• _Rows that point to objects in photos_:
##############################

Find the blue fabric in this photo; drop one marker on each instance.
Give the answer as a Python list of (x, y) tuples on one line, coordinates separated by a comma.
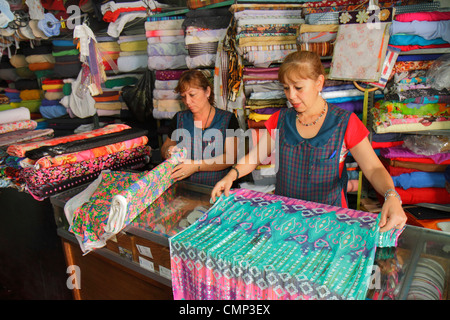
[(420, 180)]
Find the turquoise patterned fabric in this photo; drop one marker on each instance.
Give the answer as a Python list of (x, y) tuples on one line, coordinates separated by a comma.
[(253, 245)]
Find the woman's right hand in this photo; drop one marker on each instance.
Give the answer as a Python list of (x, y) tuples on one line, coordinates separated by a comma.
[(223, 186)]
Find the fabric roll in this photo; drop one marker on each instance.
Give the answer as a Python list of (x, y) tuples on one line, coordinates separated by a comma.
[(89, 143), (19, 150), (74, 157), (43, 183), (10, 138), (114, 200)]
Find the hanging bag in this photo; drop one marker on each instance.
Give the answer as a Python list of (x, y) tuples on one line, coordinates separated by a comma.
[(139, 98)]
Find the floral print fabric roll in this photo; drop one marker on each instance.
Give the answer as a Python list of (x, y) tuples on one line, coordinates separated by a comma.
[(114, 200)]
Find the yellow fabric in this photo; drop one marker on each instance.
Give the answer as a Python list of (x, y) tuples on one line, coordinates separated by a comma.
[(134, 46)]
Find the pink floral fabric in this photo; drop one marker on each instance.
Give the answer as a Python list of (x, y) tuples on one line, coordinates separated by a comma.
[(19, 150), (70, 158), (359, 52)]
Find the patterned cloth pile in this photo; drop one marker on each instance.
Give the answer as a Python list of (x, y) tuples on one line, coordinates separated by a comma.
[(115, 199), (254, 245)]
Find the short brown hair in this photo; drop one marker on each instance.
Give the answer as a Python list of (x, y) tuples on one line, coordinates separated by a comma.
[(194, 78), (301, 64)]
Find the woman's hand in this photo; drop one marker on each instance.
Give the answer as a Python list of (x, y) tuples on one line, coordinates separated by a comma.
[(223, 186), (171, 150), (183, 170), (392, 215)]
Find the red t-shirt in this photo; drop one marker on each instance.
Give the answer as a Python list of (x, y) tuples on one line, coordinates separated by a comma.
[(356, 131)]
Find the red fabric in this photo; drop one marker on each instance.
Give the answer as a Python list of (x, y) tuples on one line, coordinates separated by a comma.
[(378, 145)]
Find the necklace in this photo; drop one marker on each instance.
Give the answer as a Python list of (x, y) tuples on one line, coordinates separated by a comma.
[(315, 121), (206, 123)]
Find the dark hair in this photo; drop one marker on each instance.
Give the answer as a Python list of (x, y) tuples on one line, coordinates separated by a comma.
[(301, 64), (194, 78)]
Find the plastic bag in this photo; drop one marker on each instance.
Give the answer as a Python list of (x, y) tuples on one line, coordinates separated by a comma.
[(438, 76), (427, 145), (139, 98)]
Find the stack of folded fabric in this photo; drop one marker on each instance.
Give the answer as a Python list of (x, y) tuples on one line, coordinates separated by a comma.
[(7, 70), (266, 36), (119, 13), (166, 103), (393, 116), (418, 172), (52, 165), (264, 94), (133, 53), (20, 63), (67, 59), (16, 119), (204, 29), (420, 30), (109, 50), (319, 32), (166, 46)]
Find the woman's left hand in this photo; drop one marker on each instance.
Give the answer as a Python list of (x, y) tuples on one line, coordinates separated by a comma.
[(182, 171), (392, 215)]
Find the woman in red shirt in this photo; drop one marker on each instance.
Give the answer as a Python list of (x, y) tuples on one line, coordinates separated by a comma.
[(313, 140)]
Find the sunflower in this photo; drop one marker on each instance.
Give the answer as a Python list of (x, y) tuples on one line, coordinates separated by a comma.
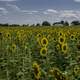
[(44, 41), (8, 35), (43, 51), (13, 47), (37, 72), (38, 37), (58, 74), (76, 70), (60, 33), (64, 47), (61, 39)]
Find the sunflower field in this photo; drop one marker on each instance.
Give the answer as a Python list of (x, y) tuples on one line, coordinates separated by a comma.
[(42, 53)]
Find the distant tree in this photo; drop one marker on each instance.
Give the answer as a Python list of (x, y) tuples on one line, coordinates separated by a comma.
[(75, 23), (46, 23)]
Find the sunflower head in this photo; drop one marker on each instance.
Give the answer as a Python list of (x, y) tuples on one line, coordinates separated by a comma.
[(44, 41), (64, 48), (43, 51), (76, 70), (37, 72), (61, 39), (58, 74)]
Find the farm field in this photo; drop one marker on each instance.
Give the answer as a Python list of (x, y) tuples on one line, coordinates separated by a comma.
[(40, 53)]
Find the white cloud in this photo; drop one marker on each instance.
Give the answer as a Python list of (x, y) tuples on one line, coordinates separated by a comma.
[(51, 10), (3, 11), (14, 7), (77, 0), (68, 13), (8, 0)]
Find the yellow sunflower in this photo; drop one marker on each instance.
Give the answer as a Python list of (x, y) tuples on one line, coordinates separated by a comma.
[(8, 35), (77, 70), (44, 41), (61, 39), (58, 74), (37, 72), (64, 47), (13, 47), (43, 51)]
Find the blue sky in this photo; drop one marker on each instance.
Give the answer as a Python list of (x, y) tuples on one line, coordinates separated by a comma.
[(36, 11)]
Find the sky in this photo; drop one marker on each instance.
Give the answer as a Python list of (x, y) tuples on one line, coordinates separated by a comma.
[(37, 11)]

##############################

Update the rows above by changing "drop one marker" to "place a single dot" everywhere it appears, and keep everything else the same. Leave the pictures out of your answer.

Find the blue fabric in this photo; place a single dot on each instance.
Give the answer as a Python list of (x, y) tuples on one line, coordinates separated by a comma.
[(420, 180)]
Find the turquoise patterned fabric in this photo; place a single dot on each instance.
Give the answer as a Python list of (x, y) tuples on one line, coordinates separated by a comma.
[(253, 245)]
Find the woman's right hand in this photo; place a single dot on each instance.
Give the answer as a Python list of (x, y) tuples on one line, coordinates separated by a comma.
[(223, 186)]
Find the fabric roll in this photo; place a single dot on each instance.
Give the answer as a Python list of (x, y) tuples on one line, coordinates separated by a comma.
[(89, 143), (19, 150), (74, 157), (43, 183), (10, 138), (114, 200)]
Find the hanging bag in this photo; place a single dot on each instance.
Give the answer as a Python list of (x, y) tuples on one line, coordinates separated by a comma.
[(139, 98)]
Find the floral print fabric roll in this photo; place a single dot on each instance.
Give the answer as a Python list of (x, y) tuples on one line, coordinates separated by a comma.
[(114, 200)]
Find the yellow fabric in this photo; place a single dot on each instance.
Give the answer as a Python list of (x, y) tuples on one line, coordinates separated by a comma.
[(134, 46)]
Find the pink floral fabric in this photo; place a single dot on each instance.
Give the answer as a Python list of (x, y) tuples on one line, coordinates separated by a comma.
[(19, 150), (70, 158), (359, 52)]
Find the patterned cloth pile in this photo; place a single dot on each instance.
Give the answer as a Python list of (x, y) tuples on one line, coordinates separated by a comma.
[(115, 199), (254, 245)]
Find the short brown hair in this photo; place a single dot on each instance.
Give the answer as a Python list of (x, y) tuples on one line, coordinates separated by a comma.
[(194, 78), (301, 64)]
Find the woman's hand in this photo; place a single dot on each instance.
Give the answer as a Python list of (x, y) tuples on one line, coordinates separated by a comma.
[(223, 186), (171, 150), (183, 170), (392, 215)]
Find the red t-shirt in this photo; place a single dot on each instance.
Give the answer as a Python list of (x, y) tuples on one line, coordinates separated by a comma.
[(356, 131)]
Find the red fabric in this photo; place a single dot on each instance.
Give the answer as a Python list of (x, y) tuples on one line, coordinates separated by a comma.
[(378, 145)]
Find the necklace in this photo; place a single dot on each instance.
Give the answer as a Python list of (x, y) tuples on one line, coordinates separated by a comma.
[(315, 121), (206, 123)]
Find the dark hair in this photo; place a single dot on each instance.
Give the answer as a Python list of (x, y) tuples on one line, coordinates separated by a comma.
[(301, 64), (194, 78)]
Find the plastic bag in this photo; place a single dot on each instance.
Give the answer as a Python list of (x, y) tuples on one line, coordinates separated by a comma.
[(438, 76), (427, 145), (139, 98)]
Find the stack of folded fabric in this photo; place a single dot on each instance.
Give the answer as a Python list of (x, y) tuples on one line, coordinates separated by a comma.
[(7, 70), (266, 36), (119, 13), (166, 103), (393, 116), (418, 172), (52, 165), (264, 94), (133, 53), (20, 63), (67, 59), (16, 119), (204, 29), (420, 30), (109, 50), (319, 32), (166, 46)]
Find the woman's left hand in this photo; place a single dot on each instance.
Give the answer as a Python list of (x, y) tuples on one line, coordinates separated by a comma.
[(182, 171), (392, 215)]
Find the woman in red shirt in this photo; place a single dot on each instance.
Give the answer as a Python list of (x, y) tuples on one line, coordinates separated by a comma.
[(313, 140)]
Find the sunflower in this photo; place a single dot on each instance.
Give the answer as a Python list of (x, y) tuples on one line, coordinates separated by a comma.
[(44, 41), (8, 35), (43, 51), (13, 47), (37, 72), (38, 37), (58, 74), (76, 70), (60, 33), (64, 47), (61, 39)]
Find the sunflower field in this photo; place a single dot on each instance.
Give the answer as a Python list of (x, y) tuples on one line, coordinates separated by a comma.
[(42, 53)]
Find the distant tree in this photo; place a single dot on each instance.
Give the answer as a Python list of (x, y) tuples on one line, coordinates separated by a comma.
[(75, 23), (46, 23)]
Find the sunflower head in this photo; place a single dot on each instance.
Give the answer as a Python list of (x, y) tuples on one line, coordinates separated by a comma.
[(44, 41), (64, 48), (43, 51), (76, 70), (37, 72), (61, 39), (58, 74)]
Find the farm field in this photo; place a single dot on each instance.
Give the answer as a Python list of (x, y) tuples on one line, coordinates separated by a comma.
[(40, 53)]
Find the white cloud in this photo; place a single dot on each instance.
Give the answer as a Python list of (x, y) tuples on one line, coordinates separated by a comma.
[(51, 10), (3, 11), (14, 7), (77, 0), (68, 13), (8, 0)]
Find the yellow sunflower in this photo; place a single dot on each instance.
Give the answer as a Python list of (x, y) tuples on one line, coordinates separated by a comma.
[(8, 35), (77, 70), (44, 41), (61, 39), (58, 74), (37, 72), (64, 47), (13, 47), (43, 51)]
Find the blue sky in this photo; place a single dot on each instance.
Give the answer as a Python list of (x, y) tuples on one line, coordinates separated by a comma.
[(36, 11)]
Find the sky in this photo; place a single dot on each instance.
Give the answer as a Python list of (x, y) tuples on one line, coordinates separated by a comma.
[(37, 11)]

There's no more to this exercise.